Про адовые интервью и вообще
leonwolf — 08.11.2012Примечание. Этот пост надиктован, а также исполнен
горечи.
И я долго-долго думал, и все-таки решил его поставить под
замок.
Я не знаю, сколько в моей жизни было всяких интервью, больших и
маленьких, про бизнес и про политику - точно сотни, возможно и
тысячи. И, вроде, я вполне привык к ним и научился, и понимаю, как
надо сотрудничать с журналистом, чтобы в итоге получалось интересно
и хорошо; подход очень простой - рассказываешь все как есть, а где
видишь, что собеседник чего-то не понимает, там разъясняешь
детали. Но в последнее время мне мои собственные интервью
часто не нравятся. При этом никаких формальных претензий нет: все
слова переданы журналистами верно, с литературной точки зрения все
четко, но при этом общее впечатление от текста остается неприятное,
как будто прикоснулся к чему-то склизкому.
Два характерных примера последнего времени (список далеко не
исчерпывающий, я взял эти два примера для иллюстрации как наиболее
свежие) – интервью с молодым
московским журналистом Ильей Азаром для «Ленты.ru» и интервью с
немолодым московским журналистом Алексеем Поликовским для «Новой
газеты». Интервьюеры были разные, а общее неприятное ощущение
после беседы было одинаковым. Ну а когда что-то у меня не
получается, или что-то мне не нравится, я начинаю рефлексировать
вслух. Вот в этом посте я и попробую (прежде всего для себя
самого) сформулировать и объяснить, почему у меня остался
неприятный осадок после этих интервью, и чем мне не понравились
получившиеся тексты.

Данные:
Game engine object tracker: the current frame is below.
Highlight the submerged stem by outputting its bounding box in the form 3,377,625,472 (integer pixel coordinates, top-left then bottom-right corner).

Задания:
A) Для каких изданий были взяты два интервью, которые в отрывке приведены как примеры?
B) Переведите на английский язык предложение из отрывка: «Интервьюеры были разные, а общее неприятное ощущение после беседы было одинаковым.»
C) Определите, соответствуют ли отрывку утверждения: (i) журналисты верно передали все слова; (ii) Илья Азар — немолодой журналист; (iii) пост был надиктован. Для каждого ответьте «да» или «нет» и приведите решающие слова отрывка.
Опирайтесь только на отрывок.

Ответы к заданиям:
A) Для «Ленты.ru» и «Новой газеты».

B) The interviewers were different, but the overall unpleasant feeling after the conversation was the same.

C)
(i) Да: «все слова переданы журналистами верно».
(ii) Нет: «интервью с молодым московским журналистом Ильей Азаром».
(iii) Да: «Этот пост надиктован».